PCL库文献翻译(一)

31
五月
2021

I.PCL Walkthrough

一.初识PCL

This tutorials will walk you through the components of your PCL installation, providing short descriptions of the modules, indicating where they are located and also listing the interaction between different components.
这个系列教程将会带领您安装PCL库组件,简略描述PCL库中的模块,告知您在哪调用模块,也将列出模块间的相互依赖关系。

在这里插入图片描述

图1.1 模块间的相互依赖(摘录于:https://www.bilibili.com/video/BV1JV411C7f3)

Ⅱ.Overview

二.总览

PCL is split in a number of modular libraries. The most important set of released PCL modules is shown below:
PCL库是一个模组化的库。PCL发行库中最重要的几个组成部分如下:
Filters滤波
Features特征提取
KeyPoints关键点
Registration

Ⅲ.Filters

三.滤波

Background
背景
An example of noise removal is presented in the figure below. Due to measurement errors, certain datasets present a large number of shadow points. This complicates the estimation of local point cloud 3D features. Some of these outliers can be filtered by performing a statistical analysis on each point’s neighborhood, and trimming those that do not meet a certain criteria. The sparse outlier removal implementation in PCL is based on the computation of the distribution of point to neighbor distances in the input dataset. For each point, the mean distance from it to all its neighbors is computed. By assuming that the resulting distribution is Gaussian with a mean and a standard deviation, all points whose mean distances are outside an interval defined by the global distances mean and standard deviation can be considered as outliers and trimmed from the dataset.

.....

• [作业说明]:
A – PCL教程译文将哪些模块列为PCL发行库中最重要的组成部分?请照录其名称,逐一列出。
B – 请接续PCL教程译文的最后一句,续写其后的部分。
其后所列各项与此处内容无关。

• [提取数据]:

.....

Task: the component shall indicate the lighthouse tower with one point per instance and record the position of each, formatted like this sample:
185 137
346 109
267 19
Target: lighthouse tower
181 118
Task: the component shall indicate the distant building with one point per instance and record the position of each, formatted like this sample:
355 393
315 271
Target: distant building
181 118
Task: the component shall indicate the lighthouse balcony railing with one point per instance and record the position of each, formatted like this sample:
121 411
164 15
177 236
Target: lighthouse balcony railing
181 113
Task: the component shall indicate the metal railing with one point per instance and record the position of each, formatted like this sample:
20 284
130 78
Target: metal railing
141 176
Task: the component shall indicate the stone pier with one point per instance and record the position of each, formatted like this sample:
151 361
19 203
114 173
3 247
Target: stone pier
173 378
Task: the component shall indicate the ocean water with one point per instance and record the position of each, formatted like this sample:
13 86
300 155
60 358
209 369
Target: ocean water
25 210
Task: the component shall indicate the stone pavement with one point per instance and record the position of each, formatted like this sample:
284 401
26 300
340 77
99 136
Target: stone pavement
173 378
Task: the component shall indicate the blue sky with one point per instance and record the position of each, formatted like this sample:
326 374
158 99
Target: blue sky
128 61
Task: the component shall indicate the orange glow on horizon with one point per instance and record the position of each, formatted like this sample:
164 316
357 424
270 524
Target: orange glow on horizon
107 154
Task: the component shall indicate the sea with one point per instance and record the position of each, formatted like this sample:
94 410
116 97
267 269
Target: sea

.....

• [各题答案]:
A – Filters滤波、Features特征提取、KeyPoints关键点、Registration

B –
一个噪声去除案例如下所示。由于测量误差,点云中存在大量阴影点。这使得局部点云三维特征的估计变得复杂。点云模型中的部分异常值可以通过对每个点的领域进行统计分析,选中不符合特定标准的点进行剪除来滤除杂点。PCL库基于对输入数据集中点到领域距离的计算实现稀疏离群点去除算法。对于每个点,PCL都将计算它于所有领域的平均距离作为计算结果。通过假设点云计算得到的分布为具有平均值和标准差的高斯分布,所有平均距离在由全局距离平均值和标准偏差定义的区间之外的点都可以被视为离群值,并将其从数据集中进行剪除。
在这里插入图片描述
图3.1滤波示例图像
Documentation: http://docs.pointclouds.org/trunk/group__filters.html(科学上网)
Interacts with:
Sample Consensus
Kdtree
Octree
与以下交互:
随机抽样
KD树
八叉树

Ⅳ.Features

四.特征

Background
背景
A theoretical primer explaining how features work in PCL can be found in the 3D Features tutorial.
一个理论性的初级读本解释了PCL中的特性是如何工作的,可以在3D特性教程中找到。
The features library contains data structures and mechanisms for 3D feature estimation from point cloud data. 3D features are representations at certain 3D points, or positions, in space, which describe geometrical patterns based on the information available around the point. The data space selected around the query point is usually referred to as the k-neighborhood.
特征库包含了点云3D特征估计的数据结构和机制。3D特征是空间中某些表示点周围几何图案的特定三维点或位置信息。围绕查询点选择的数据空间通常称为k邻域。
The following figure shows a simple example of a selected query point, and its selected k-neighborhood.
以下图片展示了一个所选查询点及其K领域的简单案例。在这里插入图片描述
图4.1 查询点及其K领域
An example of two of the most widely used geometric point features are the underlying surface’s estimated curvature and normal at a query point p.
两个最广泛使用的几何点特征的示例是下垫面在查询点p处的估计曲率和法线。
Both of them are considered local features, as they characterize a point using the information provided by its k closest point neighbors.
两者都是局部特征,因为二者都以查询点周围的k领域为特征。
For determining these neighbors efficiently, the input dataset is usually split into smaller chunks using spatial decomposition techniques such as octrees or kD-trees, and then closest point searches are performed in that space.
为了快速定位这些领域,通常用例如八叉树、KD树等空间分解方法将输入数据集分割为小块,然后搜索此区域中的相邻点。
Depending on the application one can opt for either determining a fixed number of k points in the vicinity of p, or all points which are found inside of a sphere of radius r centered at p.
根据应用情况,可以选择在p附近确定固定数量的k点,或在以p为中心的半径r的球体内找到的所有点。
Unarguably, one the easiest methods for estimating the surface normals and curvature changes at a point p is to perform an eigendecomposition (i.e., compute the eigenvectors and eigenvalues) of the k-neighborhood point surface patch.
毫无疑问,估计查询点p的曲面法线和曲率变化的最简单方法之一是对k邻域点曲面片进行特征分解(即计算特征向量和特征值)。
Thus, the eigenvector corresponding to the smallest eigenvalue will approximate the surface normal n at point p, while the surface curvature change will be estimated from the eigenvalues as with .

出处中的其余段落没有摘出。